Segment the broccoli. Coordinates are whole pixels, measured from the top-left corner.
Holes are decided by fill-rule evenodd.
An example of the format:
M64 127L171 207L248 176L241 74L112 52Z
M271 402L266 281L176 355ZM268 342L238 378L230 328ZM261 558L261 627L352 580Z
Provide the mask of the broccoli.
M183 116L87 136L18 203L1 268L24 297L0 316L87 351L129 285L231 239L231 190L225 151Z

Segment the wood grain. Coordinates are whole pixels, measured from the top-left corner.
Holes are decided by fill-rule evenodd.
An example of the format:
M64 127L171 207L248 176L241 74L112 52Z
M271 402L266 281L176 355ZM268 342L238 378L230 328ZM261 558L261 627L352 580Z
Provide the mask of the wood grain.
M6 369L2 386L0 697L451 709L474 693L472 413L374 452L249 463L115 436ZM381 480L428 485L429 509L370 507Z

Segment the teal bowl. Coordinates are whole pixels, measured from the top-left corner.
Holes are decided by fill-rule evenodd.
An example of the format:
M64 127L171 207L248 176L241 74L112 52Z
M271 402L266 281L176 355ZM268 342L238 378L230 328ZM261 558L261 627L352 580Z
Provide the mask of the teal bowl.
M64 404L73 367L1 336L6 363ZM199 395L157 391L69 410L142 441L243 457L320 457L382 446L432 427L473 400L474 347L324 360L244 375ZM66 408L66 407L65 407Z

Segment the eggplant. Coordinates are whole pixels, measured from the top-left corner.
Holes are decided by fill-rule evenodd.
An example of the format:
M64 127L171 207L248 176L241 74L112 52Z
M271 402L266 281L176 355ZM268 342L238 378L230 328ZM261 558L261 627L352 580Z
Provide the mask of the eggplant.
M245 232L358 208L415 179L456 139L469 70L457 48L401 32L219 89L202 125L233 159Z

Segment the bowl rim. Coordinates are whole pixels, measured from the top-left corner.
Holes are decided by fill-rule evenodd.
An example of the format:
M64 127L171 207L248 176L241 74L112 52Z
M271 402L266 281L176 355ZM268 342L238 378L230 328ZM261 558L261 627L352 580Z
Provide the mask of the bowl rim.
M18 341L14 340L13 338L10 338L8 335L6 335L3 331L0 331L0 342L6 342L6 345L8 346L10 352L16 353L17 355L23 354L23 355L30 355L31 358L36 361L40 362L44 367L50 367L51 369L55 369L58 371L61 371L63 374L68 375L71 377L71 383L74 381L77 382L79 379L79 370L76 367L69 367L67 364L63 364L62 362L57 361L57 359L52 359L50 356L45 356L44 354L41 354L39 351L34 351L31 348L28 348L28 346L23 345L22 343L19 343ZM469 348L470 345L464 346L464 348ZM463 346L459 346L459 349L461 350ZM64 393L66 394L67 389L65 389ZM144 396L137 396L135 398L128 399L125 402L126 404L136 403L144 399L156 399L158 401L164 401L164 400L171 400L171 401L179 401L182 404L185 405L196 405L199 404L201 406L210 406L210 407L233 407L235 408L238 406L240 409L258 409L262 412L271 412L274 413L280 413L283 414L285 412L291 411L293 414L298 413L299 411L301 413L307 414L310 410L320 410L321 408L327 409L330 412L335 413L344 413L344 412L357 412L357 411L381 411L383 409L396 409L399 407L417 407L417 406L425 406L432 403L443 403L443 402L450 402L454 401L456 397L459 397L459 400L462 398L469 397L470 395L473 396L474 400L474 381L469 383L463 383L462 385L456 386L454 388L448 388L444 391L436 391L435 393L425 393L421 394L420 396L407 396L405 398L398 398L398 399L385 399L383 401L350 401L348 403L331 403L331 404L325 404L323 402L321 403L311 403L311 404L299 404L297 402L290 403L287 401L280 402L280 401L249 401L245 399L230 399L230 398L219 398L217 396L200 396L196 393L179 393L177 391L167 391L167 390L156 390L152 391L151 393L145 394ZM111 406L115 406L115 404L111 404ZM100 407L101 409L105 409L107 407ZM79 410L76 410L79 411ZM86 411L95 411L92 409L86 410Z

* * * * * * * * *

| What you should do |
The material must be written out again in full and without changes.

| Task answer |
Segment the broccoli. Coordinates are whole pixels, measured from the top-left corner.
Holes are decided by fill-rule evenodd.
An example of the format:
M64 127L171 207L248 176L241 74L112 52Z
M271 402L266 281L176 355ZM268 342L238 378L230 328ZM261 558L261 627L352 580Z
Provide the mask of the broccoli.
M183 116L87 136L18 203L1 268L24 297L0 316L87 351L129 285L231 239L231 190L225 151Z

Segment the wood grain. Coordinates are whole pixels, measured from the top-left corner.
Holes are decided by fill-rule evenodd.
An example of the format:
M64 127L171 207L248 176L241 74L112 52Z
M271 402L266 281L176 355ZM268 342L238 378L230 328ZM261 558L261 627L352 580Z
Provide the mask of the wood grain.
M6 369L2 386L0 697L451 709L474 693L472 413L374 452L249 463L115 436ZM381 480L428 485L429 509L370 507Z

Segment the teal bowl. Coordinates are whole pixels, measured from the top-left corner.
Holes are decided by fill-rule evenodd.
An example of the format:
M64 127L171 207L248 176L241 74L112 52Z
M271 402L266 281L176 355ZM268 342L238 378L230 328ZM261 558L261 627L352 580Z
Provide the mask of the teal bowl.
M64 404L73 367L1 336L6 363ZM199 395L157 391L69 410L142 441L243 457L320 457L382 446L432 427L473 400L474 347L324 360L244 375ZM66 408L66 407L65 407Z

Segment the eggplant. Coordinates are whole pixels, measured from the top-left corner.
Holes are decided by fill-rule evenodd.
An example of the format:
M64 127L171 207L248 176L241 74L112 52Z
M271 402L266 281L176 355ZM268 342L238 378L230 328ZM261 558L261 627L352 580Z
Provide the mask of the eggplant.
M245 232L358 208L415 179L456 139L469 70L457 48L401 32L219 89L202 125L233 159Z

Segment the bowl rim. Coordinates are whole pixels, measured from the top-left corner.
Holes are decided by fill-rule evenodd.
An example of the format:
M64 127L171 207L248 176L241 74L112 52Z
M271 402L266 281L176 355ZM268 342L238 378L230 328ZM261 558L261 627L352 580Z
Provide the mask of the bowl rim.
M18 341L14 340L13 338L10 338L8 335L6 335L3 331L0 331L0 342L6 342L6 345L8 346L10 352L16 353L17 355L23 354L23 355L30 355L31 358L36 361L40 362L44 367L50 367L51 369L55 369L58 371L61 371L63 374L68 375L71 377L71 383L74 381L77 382L79 379L79 370L76 367L69 367L67 364L63 364L62 362L57 361L57 359L52 359L50 356L45 356L44 354L41 354L39 351L34 351L31 348L28 348L28 346L23 345L22 343L19 343ZM469 348L470 345L464 346L464 348ZM463 346L459 346L459 349L461 350ZM64 393L66 394L67 389L65 389ZM144 396L137 396L135 398L128 399L125 402L126 404L136 403L144 399L156 399L158 401L164 401L164 400L171 400L171 401L179 401L182 404L185 405L196 405L199 404L201 406L210 406L210 407L233 407L235 408L238 406L240 409L258 409L262 412L271 412L274 413L280 413L283 414L285 412L291 411L293 414L298 413L299 411L301 413L307 414L310 410L320 410L321 408L327 409L330 412L335 413L344 413L344 412L357 412L357 411L381 411L383 409L396 409L399 407L417 407L417 406L425 406L432 403L443 403L443 402L450 402L454 401L456 397L459 397L459 400L462 398L469 397L470 395L473 396L474 400L474 381L469 383L463 383L462 385L456 386L454 388L448 388L444 391L436 391L435 393L425 393L421 394L420 396L407 396L405 398L398 398L398 399L385 399L383 401L350 401L348 403L331 403L331 404L325 404L323 402L321 403L311 403L311 404L299 404L297 402L290 403L287 401L280 402L280 401L249 401L245 399L230 399L230 398L219 398L217 396L200 396L196 393L179 393L177 391L167 391L167 390L156 390L152 391L151 393L145 394ZM111 406L115 406L115 404L111 404ZM100 407L101 409L105 409L107 407ZM79 410L76 410L79 411ZM86 411L95 411L92 409L86 410Z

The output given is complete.